> [PROBLEM DETAILS] In the records below, locate the line containing "Outline every instance of the metal", then extract it and all following lines exactly, ending with the last line.
+++++
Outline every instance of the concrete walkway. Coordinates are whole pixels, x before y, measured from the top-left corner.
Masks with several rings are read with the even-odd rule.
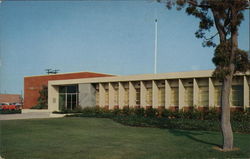
[[[1,114],[0,120],[60,118],[64,116],[64,114],[53,114],[48,110],[23,109],[22,114]]]

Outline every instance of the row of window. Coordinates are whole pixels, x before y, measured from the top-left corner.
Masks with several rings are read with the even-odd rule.
[[[208,86],[199,86],[198,89],[198,105],[208,106],[209,105],[209,88]],[[152,106],[152,88],[146,88],[146,104]],[[158,88],[158,106],[165,106],[165,87]],[[193,86],[184,87],[184,103],[185,106],[193,106]],[[96,91],[96,103],[99,105],[99,90]],[[231,105],[243,106],[243,85],[232,86],[231,93]],[[129,105],[129,89],[124,88],[124,105]],[[141,90],[135,88],[135,104],[140,105],[141,103]],[[214,105],[219,106],[221,103],[221,86],[214,87]],[[105,105],[109,105],[109,91],[105,89]],[[118,88],[114,89],[114,105],[119,105],[119,91]],[[170,105],[179,105],[179,87],[171,87],[170,91]]]

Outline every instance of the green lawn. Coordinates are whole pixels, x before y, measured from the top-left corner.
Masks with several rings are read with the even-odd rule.
[[[110,119],[60,118],[1,122],[6,159],[250,158],[250,134],[234,134],[240,151],[218,152],[220,132],[128,127]]]

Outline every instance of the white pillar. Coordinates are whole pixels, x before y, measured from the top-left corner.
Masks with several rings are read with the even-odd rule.
[[[209,101],[208,106],[210,108],[215,106],[215,103],[214,103],[214,84],[213,84],[212,78],[208,79],[208,101]]]
[[[244,76],[244,109],[246,109],[247,107],[249,107],[249,84],[247,81],[247,77]]]
[[[105,88],[102,83],[99,83],[99,106],[105,107]]]
[[[129,82],[129,107],[136,106],[136,90],[132,82]]]
[[[146,102],[146,97],[147,97],[147,89],[145,86],[145,83],[143,81],[141,81],[141,87],[140,87],[140,105],[143,108],[146,108],[147,106],[147,102]]]
[[[169,109],[171,105],[171,87],[168,80],[165,80],[165,108]]]
[[[152,81],[152,104],[153,104],[153,108],[157,108],[159,106],[158,104],[158,92],[159,92],[159,88],[157,86],[156,81]]]
[[[185,88],[182,83],[182,80],[179,79],[179,110],[181,110],[185,106],[184,95],[185,95]]]
[[[121,83],[121,82],[119,82],[119,101],[118,101],[118,103],[119,103],[119,108],[123,108],[124,107],[124,100],[125,100],[125,89],[124,89],[124,86],[123,86],[123,84]]]
[[[197,83],[197,80],[194,78],[193,79],[193,102],[194,102],[194,107],[198,107],[199,106],[199,86]]]

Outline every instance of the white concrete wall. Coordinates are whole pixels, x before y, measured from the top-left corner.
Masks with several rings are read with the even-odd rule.
[[[191,76],[193,75],[193,76]],[[244,108],[249,107],[249,75],[239,75],[242,77],[242,82],[244,85]],[[203,79],[201,79],[202,77]],[[126,81],[130,79],[129,81]],[[147,79],[147,80],[145,80]],[[91,78],[91,79],[77,79],[77,80],[60,80],[60,81],[50,81],[49,82],[49,110],[57,110],[58,111],[58,86],[63,84],[74,84],[77,82],[85,83],[92,81],[90,83],[98,82],[99,84],[99,105],[100,107],[106,106],[105,104],[105,87],[108,86],[109,90],[109,108],[113,109],[115,106],[114,103],[114,84],[118,85],[118,103],[120,108],[122,108],[125,104],[125,88],[122,82],[127,82],[129,85],[129,106],[134,107],[136,106],[136,89],[135,89],[135,82],[140,83],[140,106],[146,107],[146,93],[147,93],[147,86],[145,82],[151,82],[152,84],[152,106],[157,108],[159,106],[158,101],[158,83],[157,81],[163,80],[165,81],[165,108],[169,108],[171,106],[171,85],[175,85],[178,87],[178,100],[179,100],[179,109],[182,109],[185,105],[185,80],[192,80],[193,81],[193,105],[199,106],[199,85],[208,85],[209,90],[209,107],[214,107],[214,86],[215,80],[211,77],[211,71],[198,71],[194,74],[192,73],[180,73],[180,74],[159,74],[159,75],[136,75],[136,76],[122,76],[118,77],[104,77],[104,78]],[[208,83],[206,82],[208,81]],[[103,82],[103,83],[102,83]],[[137,87],[137,86],[136,86]]]

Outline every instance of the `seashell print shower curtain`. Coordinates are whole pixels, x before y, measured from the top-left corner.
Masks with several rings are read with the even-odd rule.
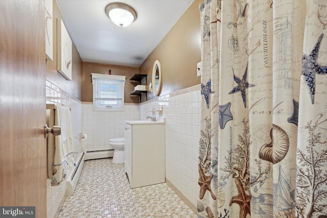
[[[327,217],[327,1],[200,8],[198,217]]]

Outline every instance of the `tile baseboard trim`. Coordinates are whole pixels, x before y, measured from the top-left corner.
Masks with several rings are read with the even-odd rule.
[[[198,214],[198,210],[196,207],[194,206],[193,204],[191,202],[191,201],[189,201],[188,199],[185,196],[184,196],[184,195],[182,194],[182,193],[179,191],[178,189],[177,189],[176,187],[175,187],[175,186],[169,181],[169,180],[167,179],[167,178],[166,178],[166,183],[167,184],[167,185],[168,185],[169,187],[170,187],[172,189],[173,189],[174,192],[181,199],[181,200],[183,201],[185,204],[188,205],[189,207],[190,207],[190,208],[192,210],[194,213],[195,213],[196,214]]]

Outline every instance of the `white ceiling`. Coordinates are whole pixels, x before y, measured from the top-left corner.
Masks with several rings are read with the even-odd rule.
[[[66,28],[83,62],[139,67],[194,0],[57,0]],[[133,8],[136,20],[122,28],[106,6]]]

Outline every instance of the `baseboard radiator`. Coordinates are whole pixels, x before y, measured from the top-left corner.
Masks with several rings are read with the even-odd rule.
[[[108,149],[106,150],[87,152],[85,160],[112,157],[113,156],[113,149]]]
[[[68,177],[69,179],[66,182],[66,195],[67,196],[72,196],[76,187],[78,179],[80,178],[82,169],[83,169],[84,161],[85,160],[85,155],[84,152],[82,153],[79,160],[78,162],[77,162],[75,170]]]

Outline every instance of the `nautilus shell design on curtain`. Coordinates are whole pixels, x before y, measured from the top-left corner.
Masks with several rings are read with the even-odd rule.
[[[236,0],[236,13],[237,14],[237,20],[236,23],[229,22],[227,24],[228,29],[231,28],[231,26],[236,28],[238,26],[243,25],[246,20],[247,15],[249,13],[249,5],[246,3],[244,7],[242,6],[239,0]]]
[[[262,160],[277,163],[283,160],[290,146],[290,141],[286,132],[278,126],[272,125],[270,130],[271,141],[261,147],[259,158]]]

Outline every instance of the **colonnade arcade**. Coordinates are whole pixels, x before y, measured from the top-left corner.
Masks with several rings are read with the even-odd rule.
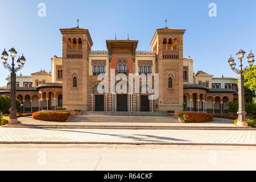
[[[39,92],[22,92],[16,93],[22,105],[21,111],[32,112],[42,110],[56,110],[62,106],[62,89],[49,88]]]
[[[209,113],[228,113],[229,102],[233,101],[233,93],[207,93],[205,90],[184,92],[184,110]]]
[[[115,81],[113,85],[115,88],[109,90],[115,90],[109,92],[109,93],[102,93],[107,86],[102,84],[102,87],[98,86],[101,82],[96,81],[90,86],[90,96],[89,103],[90,103],[90,110],[92,111],[152,111],[155,110],[155,101],[148,100],[150,93],[142,93],[142,89],[144,88],[142,83],[139,84],[139,93],[129,93],[127,86],[133,83],[127,80]],[[98,90],[98,88],[101,90]],[[136,88],[134,86],[134,90]],[[126,92],[123,92],[126,90]],[[105,92],[105,93],[108,93]],[[144,92],[143,92],[144,93]]]

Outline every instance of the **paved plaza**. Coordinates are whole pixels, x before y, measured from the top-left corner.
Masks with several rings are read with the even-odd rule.
[[[256,146],[256,130],[0,128],[0,143]]]
[[[177,119],[175,117],[161,117],[160,119],[168,119],[168,122],[142,122],[139,120],[132,120],[129,119],[132,117],[126,117],[126,120],[122,120],[121,118],[122,117],[119,116],[94,116],[90,115],[86,116],[86,119],[98,118],[98,120],[97,122],[94,121],[89,121],[83,120],[82,117],[75,117],[74,118],[71,122],[49,122],[34,119],[32,117],[22,117],[19,118],[19,123],[23,125],[52,125],[52,126],[108,126],[108,125],[117,125],[117,126],[163,126],[167,127],[237,127],[234,125],[234,121],[233,119],[228,119],[225,118],[214,118],[212,122],[203,122],[203,123],[180,123]],[[81,119],[80,119],[81,118]],[[117,118],[119,119],[119,122],[114,122],[112,120],[110,121],[109,118]],[[157,118],[157,117],[150,117],[151,118]],[[120,119],[119,119],[120,118]],[[139,117],[136,117],[137,119],[139,118]],[[104,121],[105,122],[104,122]],[[133,121],[133,122],[131,122]]]

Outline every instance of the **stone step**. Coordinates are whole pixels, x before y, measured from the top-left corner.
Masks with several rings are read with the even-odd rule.
[[[122,130],[256,130],[250,127],[187,127],[163,126],[67,126],[67,125],[23,125],[19,124],[2,126],[2,127],[48,128],[48,129],[122,129]]]
[[[71,122],[171,123],[178,122],[178,120],[176,118],[170,117],[80,115],[73,117]]]
[[[164,117],[166,114],[163,113],[159,112],[112,112],[112,111],[85,111],[83,115],[121,115],[121,116],[162,116]]]

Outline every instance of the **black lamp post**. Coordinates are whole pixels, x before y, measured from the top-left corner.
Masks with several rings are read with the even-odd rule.
[[[17,119],[17,106],[16,104],[16,72],[20,70],[26,62],[26,59],[22,55],[17,60],[18,67],[15,68],[14,58],[17,55],[17,52],[13,47],[9,50],[10,56],[11,57],[13,62],[11,65],[7,63],[8,53],[5,51],[3,51],[2,53],[2,60],[3,63],[3,66],[11,72],[11,109],[10,109],[10,120],[9,123],[18,123]]]
[[[248,124],[246,122],[245,118],[245,78],[243,73],[245,70],[243,69],[242,64],[242,59],[244,57],[245,52],[240,49],[237,53],[237,58],[240,60],[240,69],[236,69],[236,63],[234,62],[234,59],[230,56],[229,60],[228,61],[229,65],[232,70],[239,75],[238,77],[238,119],[237,125],[241,126],[247,126]],[[250,67],[253,65],[253,63],[254,62],[254,55],[251,52],[249,54],[248,57],[248,64]]]

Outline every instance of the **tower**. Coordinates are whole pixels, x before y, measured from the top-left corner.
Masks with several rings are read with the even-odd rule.
[[[159,73],[158,109],[163,111],[183,109],[184,29],[157,29],[151,42],[156,55]]]
[[[63,36],[63,106],[88,109],[88,53],[93,42],[88,29],[60,29]]]

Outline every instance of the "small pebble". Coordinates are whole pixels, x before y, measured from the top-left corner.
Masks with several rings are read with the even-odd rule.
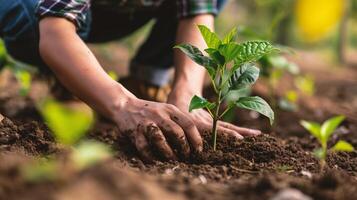
[[[297,189],[287,188],[280,190],[270,200],[312,200],[312,198]]]

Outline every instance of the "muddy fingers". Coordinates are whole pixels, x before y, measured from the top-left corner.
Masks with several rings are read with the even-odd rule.
[[[195,124],[183,113],[175,112],[171,119],[176,122],[185,131],[185,135],[192,148],[196,152],[202,152],[203,142],[200,133]]]
[[[128,135],[130,141],[135,145],[136,150],[144,161],[152,162],[155,160],[155,157],[151,152],[150,144],[145,138],[143,125],[139,124],[136,132],[131,131]]]

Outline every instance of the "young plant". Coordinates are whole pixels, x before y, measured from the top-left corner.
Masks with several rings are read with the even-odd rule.
[[[320,159],[321,169],[325,166],[325,160],[327,151],[329,150],[327,146],[327,142],[330,137],[335,132],[336,128],[341,124],[341,122],[345,119],[344,116],[336,116],[327,121],[325,121],[322,125],[316,122],[309,122],[302,120],[300,124],[310,132],[320,143],[321,147],[314,151],[314,155]],[[354,150],[353,146],[344,141],[339,140],[332,148],[333,151],[347,151],[351,152]]]
[[[106,145],[82,140],[94,122],[88,107],[69,107],[48,100],[40,105],[40,111],[56,142],[69,150],[71,169],[83,170],[111,157],[111,151]],[[26,165],[23,175],[30,182],[51,181],[60,178],[61,168],[63,163],[52,156]]]
[[[254,62],[262,56],[276,50],[267,41],[247,41],[236,43],[237,29],[230,31],[223,40],[206,26],[198,25],[208,48],[204,55],[197,47],[191,44],[180,44],[175,48],[180,49],[194,62],[203,66],[209,74],[213,89],[217,95],[215,102],[194,96],[191,100],[189,111],[194,109],[206,109],[213,118],[212,137],[213,149],[217,144],[217,122],[234,107],[253,110],[261,113],[274,121],[274,112],[267,102],[260,97],[240,97],[238,100],[228,102],[228,107],[221,112],[222,103],[227,95],[234,90],[242,90],[251,87],[259,77],[259,68]]]

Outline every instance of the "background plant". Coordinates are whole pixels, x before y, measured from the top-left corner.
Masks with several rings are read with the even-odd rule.
[[[207,49],[206,55],[195,46],[190,44],[177,45],[180,49],[197,64],[207,70],[212,87],[217,95],[215,102],[194,96],[191,100],[189,111],[194,109],[206,109],[213,118],[212,137],[213,149],[216,150],[217,122],[232,108],[240,107],[261,113],[274,121],[274,112],[260,97],[240,97],[236,101],[228,102],[228,107],[221,112],[222,102],[231,91],[242,90],[251,87],[259,78],[259,68],[253,63],[262,56],[277,49],[267,41],[247,41],[236,43],[237,29],[231,30],[223,40],[206,26],[198,25]]]
[[[310,132],[320,143],[321,147],[314,151],[314,155],[320,159],[321,169],[324,168],[326,163],[326,155],[329,150],[327,143],[330,140],[331,136],[335,132],[336,128],[342,123],[345,119],[344,116],[336,116],[327,121],[325,121],[322,125],[316,122],[310,122],[302,120],[301,125]],[[332,151],[347,151],[351,152],[354,150],[353,146],[344,141],[339,140],[337,143],[330,148]]]
[[[47,100],[39,110],[54,138],[63,148],[69,150],[69,165],[75,170],[86,169],[93,164],[111,157],[106,145],[82,138],[94,122],[92,111],[88,107],[65,106],[53,100]],[[39,159],[24,168],[28,181],[53,180],[61,174],[61,162],[56,157]]]

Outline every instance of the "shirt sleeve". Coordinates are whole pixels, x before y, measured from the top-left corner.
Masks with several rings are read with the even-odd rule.
[[[36,14],[39,18],[46,16],[63,17],[73,22],[80,29],[87,17],[90,0],[40,0]]]
[[[177,9],[179,18],[218,13],[217,0],[177,0]]]

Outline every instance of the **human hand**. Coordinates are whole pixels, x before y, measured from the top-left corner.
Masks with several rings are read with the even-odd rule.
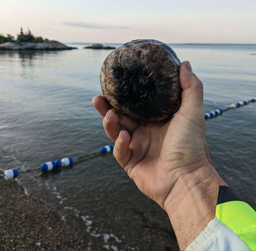
[[[115,141],[114,156],[139,189],[167,212],[182,250],[214,217],[218,187],[223,183],[211,164],[207,145],[203,84],[188,61],[180,66],[180,81],[181,105],[167,122],[142,124],[117,114],[102,96],[92,102],[104,117],[108,136]],[[193,209],[191,204],[195,201],[188,203],[187,199],[202,197],[199,213],[199,206]],[[187,227],[195,224],[193,235],[179,225],[181,214],[193,218]]]

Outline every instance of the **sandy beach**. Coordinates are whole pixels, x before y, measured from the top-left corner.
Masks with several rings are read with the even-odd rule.
[[[102,250],[82,226],[64,221],[49,204],[27,196],[16,182],[0,182],[0,250]]]

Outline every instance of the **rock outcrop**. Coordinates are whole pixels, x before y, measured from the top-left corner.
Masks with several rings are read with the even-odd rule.
[[[91,46],[86,46],[86,47],[84,47],[84,49],[115,49],[115,47],[112,47],[112,46],[103,46],[102,44],[93,44],[93,45]]]
[[[0,50],[72,50],[76,47],[67,46],[57,41],[42,43],[34,42],[7,42],[0,44]]]

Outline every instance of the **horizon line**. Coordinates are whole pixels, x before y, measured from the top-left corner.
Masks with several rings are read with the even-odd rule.
[[[64,42],[67,44],[124,44],[129,42],[125,43],[104,43],[103,42]],[[177,45],[256,45],[255,43],[165,43],[169,44],[176,44]]]

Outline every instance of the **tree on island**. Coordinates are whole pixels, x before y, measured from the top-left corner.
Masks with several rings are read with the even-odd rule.
[[[29,28],[27,31],[25,33],[22,27],[20,27],[20,32],[17,35],[15,40],[14,37],[10,34],[7,34],[5,36],[2,34],[0,34],[0,44],[6,42],[34,42],[34,43],[42,43],[49,41],[47,38],[44,39],[41,36],[35,36],[31,32]]]
[[[0,34],[0,44],[6,42],[14,42],[15,41],[14,37],[10,34],[7,34],[5,36],[1,33]]]
[[[46,41],[49,41],[47,38],[44,39],[41,36],[35,37],[31,32],[29,28],[27,31],[24,33],[23,29],[20,27],[20,32],[17,36],[16,41],[18,42],[34,42],[35,43],[42,43]]]

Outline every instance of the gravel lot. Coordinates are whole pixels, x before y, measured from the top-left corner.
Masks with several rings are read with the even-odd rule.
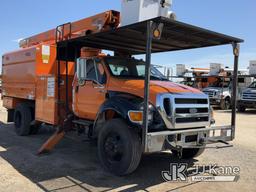
[[[0,101],[1,106],[1,101]],[[217,124],[228,124],[229,111],[216,111]],[[227,165],[241,169],[238,182],[165,182],[161,172],[170,163],[185,162],[171,153],[144,156],[138,170],[127,177],[115,177],[102,170],[96,147],[84,138],[67,135],[55,150],[37,156],[40,145],[53,133],[43,128],[35,136],[18,137],[13,124],[6,123],[6,111],[0,108],[0,191],[255,191],[256,111],[238,114],[234,147],[208,149],[186,163],[189,166]]]

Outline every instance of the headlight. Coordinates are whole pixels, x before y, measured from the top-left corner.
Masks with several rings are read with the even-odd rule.
[[[151,122],[153,122],[153,116],[154,116],[153,105],[149,104],[148,109],[149,109],[148,121],[149,121],[149,123],[151,123]],[[131,122],[142,125],[142,123],[143,123],[143,107],[141,107],[140,110],[128,111],[128,117]]]

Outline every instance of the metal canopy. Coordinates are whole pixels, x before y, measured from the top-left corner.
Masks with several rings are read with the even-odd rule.
[[[152,53],[243,42],[242,39],[164,17],[157,17],[148,21],[164,24],[161,39],[153,39]],[[130,55],[145,54],[148,21],[61,41],[58,45],[59,47],[68,47],[69,54],[71,54],[69,58],[74,58],[74,47],[92,47],[123,52]]]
+++++
> [SOLUTION TO THIS PROBLEM]
Outline every instance of the metal canopy. Coordinates are whole pixels, x before y, measured from the top-left corner.
Masks with several rings are read with the even-odd rule.
[[[152,53],[243,42],[242,39],[164,17],[157,17],[148,21],[164,24],[161,39],[153,39]],[[130,55],[145,54],[148,21],[61,41],[58,45],[59,47],[68,47],[69,54],[71,54],[69,58],[74,58],[74,47],[92,47],[123,52]]]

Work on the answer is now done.